= CUPLIKAN TEKS =
__________
PT Bank Rakyat Indonesia Tbk (BBRI) atau BRI telah menyiapkan beberapa strategi untuk menghindari efek samping berakhirnya kebijakan restrukturisasi kredit Covid-19. Salah satu strategi BRI ini adalah dengan mengalokasikan biaya untuk pencadangan.
Direktur Utama BRI Sunarso mengungkapkan saat ini perbankan menghadapi banyak tantangan, misalnya meningkatnya rasio kredit bermasalah atau non-performing loan (NPL).
"Yang paling penting, kami menyiapkan segala macam bantalan, terutama mengalokasikan biaya untuk pencadangan," kata Sunarso dalam konferensi pers, Kamis (25/7).
Sunarso juga merespons aspirasi Presiden Joko Widodo (Jokowi) mengenai perpanjangan restrkturisasi kredit Covid-19 hingga 2025. Ia menyatakan BRI siap jika memang restrukturisasi kredit Covid-19 bakal diperpanjang.
"Tidak diperpanjang pun BRI menyiapkan cadangannya apabila terjadi pemburukan kualitas kredit, terutama di segmen UMKM," tuturnya.
Penyaluran kredit BRI untuk segmen Usaha Mikro, Kecil, dan Menengah (UMKM) mencapai Rp 1.095,64 triliun per 30 Juni 2024. Porsi kredit UMKM terhadap total kredit BRI mencapai 81,96%.
__________
= DATA TERSEDIA =
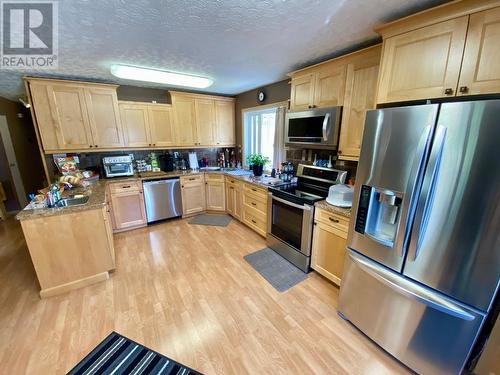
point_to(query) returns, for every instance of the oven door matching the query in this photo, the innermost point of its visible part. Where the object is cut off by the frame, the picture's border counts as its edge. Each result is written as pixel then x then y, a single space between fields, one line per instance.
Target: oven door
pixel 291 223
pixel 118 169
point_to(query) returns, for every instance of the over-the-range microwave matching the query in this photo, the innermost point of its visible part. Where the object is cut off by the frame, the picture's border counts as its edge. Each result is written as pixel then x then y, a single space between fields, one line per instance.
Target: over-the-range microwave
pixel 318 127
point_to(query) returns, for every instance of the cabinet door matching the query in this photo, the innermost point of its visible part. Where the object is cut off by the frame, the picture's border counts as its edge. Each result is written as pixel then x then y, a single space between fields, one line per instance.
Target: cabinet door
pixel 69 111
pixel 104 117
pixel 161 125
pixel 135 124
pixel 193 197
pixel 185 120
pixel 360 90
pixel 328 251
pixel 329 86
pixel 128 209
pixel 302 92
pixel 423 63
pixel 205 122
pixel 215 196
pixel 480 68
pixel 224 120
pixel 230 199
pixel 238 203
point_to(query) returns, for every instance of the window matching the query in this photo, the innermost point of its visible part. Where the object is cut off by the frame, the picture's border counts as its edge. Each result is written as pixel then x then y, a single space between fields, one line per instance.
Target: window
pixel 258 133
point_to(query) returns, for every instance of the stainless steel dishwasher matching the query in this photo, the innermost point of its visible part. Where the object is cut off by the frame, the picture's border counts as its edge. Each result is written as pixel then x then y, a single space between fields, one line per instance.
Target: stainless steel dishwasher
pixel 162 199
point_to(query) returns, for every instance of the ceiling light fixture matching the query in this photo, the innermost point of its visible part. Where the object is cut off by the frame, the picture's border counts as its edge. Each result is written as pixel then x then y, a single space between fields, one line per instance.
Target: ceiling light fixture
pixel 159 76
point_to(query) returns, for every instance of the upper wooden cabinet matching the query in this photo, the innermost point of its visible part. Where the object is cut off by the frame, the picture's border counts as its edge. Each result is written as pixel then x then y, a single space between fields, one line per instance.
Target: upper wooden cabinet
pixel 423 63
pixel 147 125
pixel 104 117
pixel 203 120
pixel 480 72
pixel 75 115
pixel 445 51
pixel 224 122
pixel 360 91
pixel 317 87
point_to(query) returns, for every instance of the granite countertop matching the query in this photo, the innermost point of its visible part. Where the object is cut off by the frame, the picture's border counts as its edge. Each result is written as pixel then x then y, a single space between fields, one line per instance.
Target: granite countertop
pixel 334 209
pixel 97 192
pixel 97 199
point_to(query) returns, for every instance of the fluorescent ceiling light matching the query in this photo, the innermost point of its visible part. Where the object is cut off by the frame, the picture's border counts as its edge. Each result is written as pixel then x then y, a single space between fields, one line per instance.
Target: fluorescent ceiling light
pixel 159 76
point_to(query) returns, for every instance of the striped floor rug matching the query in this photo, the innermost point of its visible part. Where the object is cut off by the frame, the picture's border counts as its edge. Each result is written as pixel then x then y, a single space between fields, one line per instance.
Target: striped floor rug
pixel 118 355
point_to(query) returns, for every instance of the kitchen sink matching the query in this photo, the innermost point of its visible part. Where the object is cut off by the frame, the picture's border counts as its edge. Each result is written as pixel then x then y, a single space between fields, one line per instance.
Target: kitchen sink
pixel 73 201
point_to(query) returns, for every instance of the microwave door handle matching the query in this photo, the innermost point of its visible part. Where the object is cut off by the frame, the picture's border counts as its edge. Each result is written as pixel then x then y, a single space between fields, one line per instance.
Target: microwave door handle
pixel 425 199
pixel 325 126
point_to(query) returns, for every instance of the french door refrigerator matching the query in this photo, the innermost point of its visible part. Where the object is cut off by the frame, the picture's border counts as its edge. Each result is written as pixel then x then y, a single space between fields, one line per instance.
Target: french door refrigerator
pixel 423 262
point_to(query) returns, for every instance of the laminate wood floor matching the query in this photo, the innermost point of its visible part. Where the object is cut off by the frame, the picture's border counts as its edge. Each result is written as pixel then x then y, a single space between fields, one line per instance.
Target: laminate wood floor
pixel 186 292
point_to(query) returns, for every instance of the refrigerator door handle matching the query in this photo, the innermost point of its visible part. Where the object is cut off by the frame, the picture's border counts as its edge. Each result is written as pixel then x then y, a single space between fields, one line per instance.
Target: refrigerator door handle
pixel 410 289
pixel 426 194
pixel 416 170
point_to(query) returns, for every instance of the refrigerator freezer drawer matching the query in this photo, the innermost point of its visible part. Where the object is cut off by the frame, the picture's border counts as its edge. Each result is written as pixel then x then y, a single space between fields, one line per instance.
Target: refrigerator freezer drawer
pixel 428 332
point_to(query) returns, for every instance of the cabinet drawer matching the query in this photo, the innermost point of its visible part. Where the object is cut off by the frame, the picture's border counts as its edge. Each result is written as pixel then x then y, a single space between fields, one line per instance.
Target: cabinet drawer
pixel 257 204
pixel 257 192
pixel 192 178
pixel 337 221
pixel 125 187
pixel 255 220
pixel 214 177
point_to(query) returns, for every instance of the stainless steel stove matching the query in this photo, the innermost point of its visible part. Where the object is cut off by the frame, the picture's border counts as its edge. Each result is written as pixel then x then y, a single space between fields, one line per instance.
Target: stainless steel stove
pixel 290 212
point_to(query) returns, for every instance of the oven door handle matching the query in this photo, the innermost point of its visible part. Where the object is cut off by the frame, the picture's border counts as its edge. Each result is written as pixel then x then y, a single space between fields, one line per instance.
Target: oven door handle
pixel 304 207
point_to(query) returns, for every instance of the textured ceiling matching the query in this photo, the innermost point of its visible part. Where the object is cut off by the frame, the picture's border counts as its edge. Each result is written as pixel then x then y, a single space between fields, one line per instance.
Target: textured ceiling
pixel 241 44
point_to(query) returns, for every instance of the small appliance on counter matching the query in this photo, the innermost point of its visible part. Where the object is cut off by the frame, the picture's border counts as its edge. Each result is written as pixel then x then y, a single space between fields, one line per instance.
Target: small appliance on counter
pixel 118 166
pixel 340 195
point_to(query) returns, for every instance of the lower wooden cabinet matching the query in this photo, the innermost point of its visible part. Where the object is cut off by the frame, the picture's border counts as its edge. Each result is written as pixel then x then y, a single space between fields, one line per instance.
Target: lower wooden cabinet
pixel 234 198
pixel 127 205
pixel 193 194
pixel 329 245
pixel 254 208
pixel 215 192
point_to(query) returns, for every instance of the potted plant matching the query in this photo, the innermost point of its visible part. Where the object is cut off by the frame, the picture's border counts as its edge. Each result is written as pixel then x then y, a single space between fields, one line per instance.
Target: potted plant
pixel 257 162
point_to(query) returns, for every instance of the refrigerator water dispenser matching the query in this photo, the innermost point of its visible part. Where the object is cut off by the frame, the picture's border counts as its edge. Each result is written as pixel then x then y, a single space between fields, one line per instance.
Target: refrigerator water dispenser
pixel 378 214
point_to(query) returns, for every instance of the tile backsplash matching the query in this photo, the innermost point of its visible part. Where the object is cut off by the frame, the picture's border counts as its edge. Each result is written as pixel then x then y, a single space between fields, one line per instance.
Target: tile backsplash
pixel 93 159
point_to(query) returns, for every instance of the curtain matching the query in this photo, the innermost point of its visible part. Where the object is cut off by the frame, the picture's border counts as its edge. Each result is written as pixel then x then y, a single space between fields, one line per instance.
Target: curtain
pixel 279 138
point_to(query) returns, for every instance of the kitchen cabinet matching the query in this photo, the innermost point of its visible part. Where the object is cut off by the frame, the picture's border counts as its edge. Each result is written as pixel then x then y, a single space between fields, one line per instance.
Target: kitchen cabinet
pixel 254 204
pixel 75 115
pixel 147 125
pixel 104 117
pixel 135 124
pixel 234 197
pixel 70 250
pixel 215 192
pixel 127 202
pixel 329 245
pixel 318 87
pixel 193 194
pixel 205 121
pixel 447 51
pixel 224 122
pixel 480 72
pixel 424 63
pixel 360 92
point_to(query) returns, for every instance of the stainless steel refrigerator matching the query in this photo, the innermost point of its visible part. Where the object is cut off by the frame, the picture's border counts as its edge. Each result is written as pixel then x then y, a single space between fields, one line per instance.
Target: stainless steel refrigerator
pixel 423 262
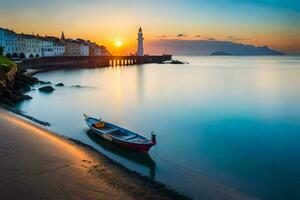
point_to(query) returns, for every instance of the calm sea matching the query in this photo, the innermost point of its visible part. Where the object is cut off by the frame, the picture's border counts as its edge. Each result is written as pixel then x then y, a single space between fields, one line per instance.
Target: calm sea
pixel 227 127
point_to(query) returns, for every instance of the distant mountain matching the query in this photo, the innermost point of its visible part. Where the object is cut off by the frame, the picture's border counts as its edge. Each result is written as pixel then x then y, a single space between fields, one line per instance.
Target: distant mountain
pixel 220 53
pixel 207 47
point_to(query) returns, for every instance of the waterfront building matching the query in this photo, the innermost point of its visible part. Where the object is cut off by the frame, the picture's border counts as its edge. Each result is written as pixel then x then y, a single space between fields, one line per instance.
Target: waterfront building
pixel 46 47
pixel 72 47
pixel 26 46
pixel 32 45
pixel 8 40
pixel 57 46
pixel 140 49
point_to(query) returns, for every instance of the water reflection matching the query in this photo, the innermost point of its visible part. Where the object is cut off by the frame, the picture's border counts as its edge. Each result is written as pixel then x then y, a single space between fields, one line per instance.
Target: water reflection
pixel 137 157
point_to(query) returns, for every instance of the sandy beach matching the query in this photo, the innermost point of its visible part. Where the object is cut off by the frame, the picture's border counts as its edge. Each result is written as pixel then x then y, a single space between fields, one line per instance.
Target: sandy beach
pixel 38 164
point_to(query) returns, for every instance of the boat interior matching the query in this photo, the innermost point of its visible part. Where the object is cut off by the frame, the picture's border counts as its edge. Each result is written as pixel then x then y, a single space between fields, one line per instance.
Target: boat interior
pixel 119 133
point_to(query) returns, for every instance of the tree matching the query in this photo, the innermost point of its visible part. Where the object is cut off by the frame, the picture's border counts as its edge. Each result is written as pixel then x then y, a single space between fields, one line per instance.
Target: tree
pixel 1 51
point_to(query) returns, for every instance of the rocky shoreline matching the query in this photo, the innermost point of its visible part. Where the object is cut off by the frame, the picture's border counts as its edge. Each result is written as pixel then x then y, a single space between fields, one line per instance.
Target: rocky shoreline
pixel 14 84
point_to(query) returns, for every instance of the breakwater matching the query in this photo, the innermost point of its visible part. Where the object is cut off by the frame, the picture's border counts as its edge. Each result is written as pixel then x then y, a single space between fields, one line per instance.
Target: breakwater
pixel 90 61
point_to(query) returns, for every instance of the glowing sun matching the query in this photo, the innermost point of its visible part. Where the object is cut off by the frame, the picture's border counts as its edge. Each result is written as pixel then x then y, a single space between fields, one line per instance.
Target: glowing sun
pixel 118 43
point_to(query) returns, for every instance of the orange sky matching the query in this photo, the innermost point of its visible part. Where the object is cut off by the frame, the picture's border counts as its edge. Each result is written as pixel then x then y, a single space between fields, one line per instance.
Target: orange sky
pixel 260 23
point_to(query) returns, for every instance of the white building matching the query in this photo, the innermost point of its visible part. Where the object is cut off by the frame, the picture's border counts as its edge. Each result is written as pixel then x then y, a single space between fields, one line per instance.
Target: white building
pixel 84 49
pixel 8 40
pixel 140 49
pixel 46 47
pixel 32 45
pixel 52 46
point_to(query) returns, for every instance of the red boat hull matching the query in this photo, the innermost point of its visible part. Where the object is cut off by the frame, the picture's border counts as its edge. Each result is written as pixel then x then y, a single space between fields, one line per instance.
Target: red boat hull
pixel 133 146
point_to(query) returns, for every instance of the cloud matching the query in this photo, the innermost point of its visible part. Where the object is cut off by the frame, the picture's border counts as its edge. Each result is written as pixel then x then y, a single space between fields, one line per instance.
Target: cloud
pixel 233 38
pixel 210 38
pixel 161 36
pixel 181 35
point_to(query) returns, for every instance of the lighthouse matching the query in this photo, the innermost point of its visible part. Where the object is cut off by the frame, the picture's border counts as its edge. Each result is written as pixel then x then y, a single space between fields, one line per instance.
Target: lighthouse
__________
= SOAL LATIHAN =
1 – Terjemahkan kalimat "Salah satu strategi BRI ini adalah dengan mengalokasikan biaya untuk pencadangan." dari cuplikan teks tentang BRI ke dalam bahasa Inggris.
2 – Sebutkan semua isi tanda kurung dalam cuplikan teks tentang BRI sesuai urutan kemunculannya.
Baris-baris data tidak diperlukan untuk mengerjakan soal.

= JAWABAN TERTULIS =
1 – One of BRI's strategies is to allocate funds for provisioning.

2 – BBRI, NPL, 25/7, Jokowi, UMKM